━━━ Data for analysis ━━━

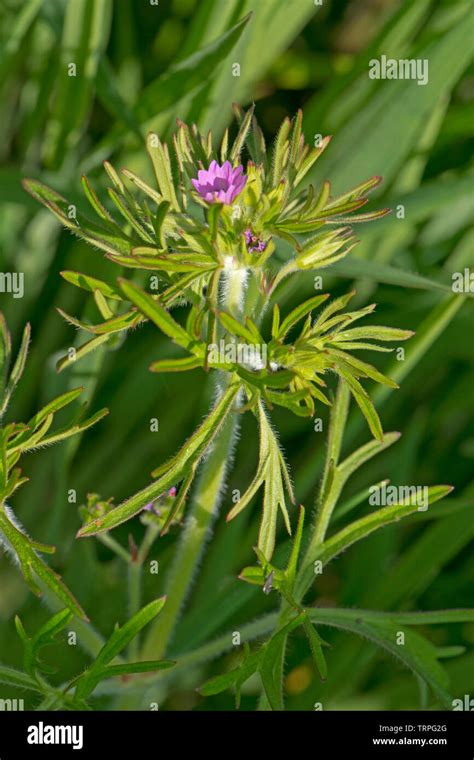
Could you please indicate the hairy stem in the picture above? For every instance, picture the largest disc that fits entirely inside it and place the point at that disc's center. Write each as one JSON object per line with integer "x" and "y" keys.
{"x": 191, "y": 546}
{"x": 330, "y": 487}
{"x": 204, "y": 508}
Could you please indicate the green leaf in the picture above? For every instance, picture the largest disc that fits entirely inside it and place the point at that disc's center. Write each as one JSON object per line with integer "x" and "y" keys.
{"x": 377, "y": 272}
{"x": 234, "y": 678}
{"x": 17, "y": 679}
{"x": 91, "y": 284}
{"x": 315, "y": 642}
{"x": 17, "y": 370}
{"x": 384, "y": 131}
{"x": 165, "y": 92}
{"x": 118, "y": 641}
{"x": 417, "y": 653}
{"x": 173, "y": 471}
{"x": 299, "y": 313}
{"x": 272, "y": 474}
{"x": 271, "y": 679}
{"x": 366, "y": 525}
{"x": 32, "y": 565}
{"x": 153, "y": 309}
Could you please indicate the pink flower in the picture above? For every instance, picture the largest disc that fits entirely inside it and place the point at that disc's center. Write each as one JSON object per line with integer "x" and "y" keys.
{"x": 220, "y": 183}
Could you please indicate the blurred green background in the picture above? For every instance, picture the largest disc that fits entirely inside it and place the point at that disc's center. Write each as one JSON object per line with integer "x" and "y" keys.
{"x": 139, "y": 67}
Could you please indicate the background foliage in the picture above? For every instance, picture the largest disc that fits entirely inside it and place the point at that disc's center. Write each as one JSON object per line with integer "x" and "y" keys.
{"x": 145, "y": 66}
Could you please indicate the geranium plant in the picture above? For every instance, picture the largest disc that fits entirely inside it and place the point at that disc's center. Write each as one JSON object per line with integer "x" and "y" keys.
{"x": 222, "y": 232}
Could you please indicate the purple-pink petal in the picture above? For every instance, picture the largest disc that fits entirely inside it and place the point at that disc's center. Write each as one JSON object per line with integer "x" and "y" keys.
{"x": 220, "y": 183}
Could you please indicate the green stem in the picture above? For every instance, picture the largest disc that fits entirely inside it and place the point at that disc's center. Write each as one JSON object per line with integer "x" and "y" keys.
{"x": 329, "y": 493}
{"x": 204, "y": 507}
{"x": 135, "y": 576}
{"x": 330, "y": 486}
{"x": 188, "y": 555}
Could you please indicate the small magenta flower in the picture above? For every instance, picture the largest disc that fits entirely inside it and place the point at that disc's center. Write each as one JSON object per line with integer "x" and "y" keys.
{"x": 220, "y": 183}
{"x": 254, "y": 244}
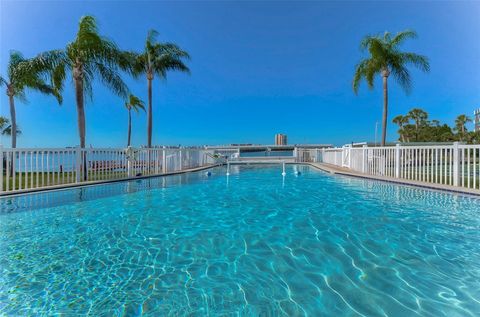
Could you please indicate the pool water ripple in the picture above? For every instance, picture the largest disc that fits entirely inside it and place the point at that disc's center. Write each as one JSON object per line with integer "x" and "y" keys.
{"x": 247, "y": 245}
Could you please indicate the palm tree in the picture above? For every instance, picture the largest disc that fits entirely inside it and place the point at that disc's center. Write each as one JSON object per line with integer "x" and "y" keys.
{"x": 136, "y": 104}
{"x": 385, "y": 58}
{"x": 90, "y": 55}
{"x": 460, "y": 123}
{"x": 157, "y": 59}
{"x": 24, "y": 73}
{"x": 401, "y": 121}
{"x": 6, "y": 127}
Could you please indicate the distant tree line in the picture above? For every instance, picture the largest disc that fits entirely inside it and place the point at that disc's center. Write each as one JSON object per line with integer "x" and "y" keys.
{"x": 415, "y": 126}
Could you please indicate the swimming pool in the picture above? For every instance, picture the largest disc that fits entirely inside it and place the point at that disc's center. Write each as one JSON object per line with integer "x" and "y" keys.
{"x": 254, "y": 243}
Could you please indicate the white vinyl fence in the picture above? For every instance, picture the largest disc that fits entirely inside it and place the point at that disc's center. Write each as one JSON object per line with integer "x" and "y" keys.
{"x": 23, "y": 169}
{"x": 455, "y": 164}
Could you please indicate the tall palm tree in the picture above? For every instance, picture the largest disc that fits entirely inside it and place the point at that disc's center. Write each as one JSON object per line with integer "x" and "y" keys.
{"x": 401, "y": 121}
{"x": 385, "y": 58}
{"x": 6, "y": 127}
{"x": 90, "y": 55}
{"x": 156, "y": 59}
{"x": 24, "y": 74}
{"x": 136, "y": 104}
{"x": 460, "y": 123}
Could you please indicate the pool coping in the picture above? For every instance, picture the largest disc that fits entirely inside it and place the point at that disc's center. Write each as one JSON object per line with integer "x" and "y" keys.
{"x": 100, "y": 182}
{"x": 333, "y": 169}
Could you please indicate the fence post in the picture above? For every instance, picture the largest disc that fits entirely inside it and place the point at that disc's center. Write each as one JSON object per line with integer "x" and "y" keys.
{"x": 364, "y": 158}
{"x": 164, "y": 161}
{"x": 456, "y": 164}
{"x": 78, "y": 164}
{"x": 1, "y": 167}
{"x": 397, "y": 161}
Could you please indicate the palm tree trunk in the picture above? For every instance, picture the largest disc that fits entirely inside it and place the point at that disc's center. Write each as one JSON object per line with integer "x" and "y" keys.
{"x": 81, "y": 120}
{"x": 13, "y": 119}
{"x": 385, "y": 106}
{"x": 149, "y": 112}
{"x": 80, "y": 111}
{"x": 129, "y": 127}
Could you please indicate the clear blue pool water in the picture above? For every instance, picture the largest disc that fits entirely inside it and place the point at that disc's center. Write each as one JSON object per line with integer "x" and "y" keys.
{"x": 252, "y": 244}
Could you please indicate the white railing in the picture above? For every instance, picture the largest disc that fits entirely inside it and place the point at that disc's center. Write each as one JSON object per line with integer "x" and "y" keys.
{"x": 455, "y": 164}
{"x": 24, "y": 169}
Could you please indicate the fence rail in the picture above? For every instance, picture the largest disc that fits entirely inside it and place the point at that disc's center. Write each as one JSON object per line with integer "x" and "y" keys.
{"x": 24, "y": 169}
{"x": 456, "y": 164}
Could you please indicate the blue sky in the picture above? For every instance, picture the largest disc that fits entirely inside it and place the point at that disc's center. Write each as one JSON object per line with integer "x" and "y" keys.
{"x": 258, "y": 68}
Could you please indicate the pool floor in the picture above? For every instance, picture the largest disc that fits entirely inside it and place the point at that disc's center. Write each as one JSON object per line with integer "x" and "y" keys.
{"x": 250, "y": 244}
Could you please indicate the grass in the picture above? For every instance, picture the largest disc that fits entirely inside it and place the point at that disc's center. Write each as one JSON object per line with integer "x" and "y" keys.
{"x": 28, "y": 180}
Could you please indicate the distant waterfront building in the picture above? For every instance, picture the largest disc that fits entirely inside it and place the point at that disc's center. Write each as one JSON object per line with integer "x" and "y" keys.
{"x": 280, "y": 139}
{"x": 477, "y": 120}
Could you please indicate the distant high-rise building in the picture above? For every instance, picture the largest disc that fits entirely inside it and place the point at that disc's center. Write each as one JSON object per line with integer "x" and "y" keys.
{"x": 280, "y": 139}
{"x": 477, "y": 120}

━━━

Work instruction:
Keep the pictures out of the copy and return the rest of the data above exactly.

Answer section:
Could you please indicate the hairy stem in the picture above? For every instance, picture the largest disc that fits entirely inside it and place the point at that disc's center. Write each as one JSON object per line with integer "x" and "y" keys.
{"x": 191, "y": 546}
{"x": 330, "y": 487}
{"x": 204, "y": 508}
Could you please indicate the green leaf in the picture above? For every instance, picture the largest disc that fits entirely inside it and place the point at that disc's center. Write each as one JSON object per line with integer "x" and "y" keys.
{"x": 377, "y": 272}
{"x": 234, "y": 678}
{"x": 17, "y": 679}
{"x": 91, "y": 284}
{"x": 315, "y": 642}
{"x": 17, "y": 370}
{"x": 384, "y": 131}
{"x": 165, "y": 92}
{"x": 118, "y": 641}
{"x": 417, "y": 653}
{"x": 173, "y": 471}
{"x": 299, "y": 313}
{"x": 272, "y": 474}
{"x": 271, "y": 679}
{"x": 366, "y": 525}
{"x": 32, "y": 565}
{"x": 153, "y": 309}
Could you please indicate the pink flower in the picture above? For every instance, picture the largest disc that fits entirely inside it and place the point at that disc's center. Write each as one JSON object per line with integer "x" and "y" keys.
{"x": 220, "y": 183}
Could you please indicate the blurred green background in the picture above? For every instance, picture the largest disc that fits entirely inside it and place the point at that disc's center. Write each as one JSON object per line with integer "x" and "y" keys.
{"x": 139, "y": 67}
Could you please indicate the background foliage in the picture above? For every instance, picture the largest disc that fits entirely inside it and place the point at that disc's center. Write each as one JSON object per line with integer "x" and "y" keys.
{"x": 145, "y": 66}
Could you please indicate the geranium plant in the picture above? For every instance, picture the largest disc that fits entirely inside it and place the point at that disc's center. Write each as one JSON object per line with integer "x" and "y" keys.
{"x": 222, "y": 232}
Could you please indicate the purple-pink petal in the picture above? For every instance, picture the largest disc that fits entirely inside it and place the point at that disc's center. Write each as one JSON object per line with integer "x" and "y" keys.
{"x": 220, "y": 183}
Could you please indicate the green stem in the picture above? For every instance, picture the largest disc that fits entirely inside it and place the point at that disc's center. Write each as one JSON object per line with integer "x" and "y" keys.
{"x": 329, "y": 493}
{"x": 204, "y": 507}
{"x": 135, "y": 576}
{"x": 330, "y": 486}
{"x": 188, "y": 555}
Could you please indicate the small magenta flower in the picture above? For every instance, picture the largest disc that fits entirely inside it and place the point at that disc's center. Write each as one JSON object per line with integer "x" and "y" keys.
{"x": 220, "y": 183}
{"x": 254, "y": 244}
Could you please indicate the pool water ripple in the picture above? For every instance, picture the largest disc that fits entirely inside it and place the point at that disc's center. Write each as one JSON object per line with integer "x" and "y" keys.
{"x": 247, "y": 245}
Could you please indicate the palm tree in the picture above? For every instance, picture the largest disc that fits entirely inside it and place the point at that disc's center. Write each as one JSON object per line with integer "x" and "y" keys.
{"x": 136, "y": 104}
{"x": 385, "y": 58}
{"x": 90, "y": 55}
{"x": 460, "y": 123}
{"x": 157, "y": 59}
{"x": 24, "y": 73}
{"x": 401, "y": 121}
{"x": 6, "y": 127}
Could you please indicate the distant tree line in the picture above? For every instance, picture the largest disc that fits entirely inside it and place the point at that disc's center. Write each as one JSON object per line with integer "x" and "y" keys.
{"x": 415, "y": 126}
Could you please indicate the swimming pool in the picture above? For every instance, picture the largest disc that fits entirely inside it and place the point at that disc's center. Write each as one JSON object per line with integer "x" and "y" keys.
{"x": 254, "y": 243}
Could you please indicate the white vinyl fence in the picture above? For every instance, picture the largest disc that fits entirely inside it and place the point at that disc's center. Write each as one JSON object per line with integer "x" and "y" keys.
{"x": 23, "y": 169}
{"x": 455, "y": 164}
Could you please indicate the tall palm tree in the picture above? For every instance, picture the largest disc that fits entirely inside it and place the point at that disc's center. Write each as one JSON object per line with integer "x" and "y" keys.
{"x": 401, "y": 121}
{"x": 385, "y": 58}
{"x": 6, "y": 127}
{"x": 90, "y": 55}
{"x": 156, "y": 59}
{"x": 24, "y": 74}
{"x": 136, "y": 104}
{"x": 460, "y": 123}
Could you please indicate the pool coping in the picture above? For every instance, picture the largest disc that fits entirely inside it and place the point at that disc's center. Write each as one JSON object per line with integer "x" and "y" keys.
{"x": 100, "y": 182}
{"x": 333, "y": 169}
Could you please indicate the fence post in the picture above? For every instance, picture the largest disc that fits entirely inside it and place the point at that disc's center. Write each as one JSON object per line with integer "x" and "y" keys.
{"x": 364, "y": 158}
{"x": 164, "y": 161}
{"x": 456, "y": 164}
{"x": 78, "y": 164}
{"x": 1, "y": 167}
{"x": 397, "y": 161}
Could you please indicate the palm tree trunk in the picture above? For every instance, picture the largest disc that fits entirely inside it and place the point at that disc's center. Write each as one JSON object per line with integer "x" and "y" keys.
{"x": 81, "y": 120}
{"x": 13, "y": 119}
{"x": 385, "y": 106}
{"x": 149, "y": 112}
{"x": 80, "y": 111}
{"x": 129, "y": 127}
Could you please indicate the clear blue pool water in the picture above? For every instance, picture the largest disc that fits entirely inside it and place the point at that disc's center. Write each as one JSON object per line with integer "x" and "y" keys.
{"x": 252, "y": 244}
Could you please indicate the white railing in the picture above? For every instance, picture the largest disc that fits entirely inside it and place the point at that disc's center. Write each as one JSON object per line with integer "x" and "y" keys.
{"x": 455, "y": 164}
{"x": 24, "y": 169}
Could you please indicate the fence rail in the picture above? For every instance, picture the largest disc that fits entirely inside it and place the point at that disc's center. Write each as one JSON object per line with integer "x" and "y" keys.
{"x": 24, "y": 169}
{"x": 456, "y": 164}
Could you please indicate the blue sky in the picture above? For every instance, picture the largest disc that fits entirely inside it and place the point at that disc's center. Write each as one JSON object per line with integer "x" and "y" keys.
{"x": 258, "y": 68}
Could you please indicate the pool floor in the picture above? For every instance, picture the largest disc that fits entirely inside it and place the point at that disc's center. Write each as one JSON object per line with integer "x" and "y" keys.
{"x": 250, "y": 244}
Could you please indicate the grass in the picture above? For every instance, picture the largest disc that fits entirely inside it and place the point at that disc's center. Write each as one JSON object per line with integer "x" and "y" keys.
{"x": 28, "y": 180}
Could you please indicate the distant waterfront building in the picture above? For every instance, picture the largest disc that fits entirely inside it and place the point at that disc's center. Write each as one JSON object per line with integer "x" and "y" keys.
{"x": 280, "y": 139}
{"x": 477, "y": 120}
Could you please indicate the distant high-rise building in the picture above? For every instance, picture the largest disc that fits entirely inside it and place the point at that disc's center. Write each as one JSON object per line with integer "x" and "y" keys.
{"x": 280, "y": 139}
{"x": 477, "y": 120}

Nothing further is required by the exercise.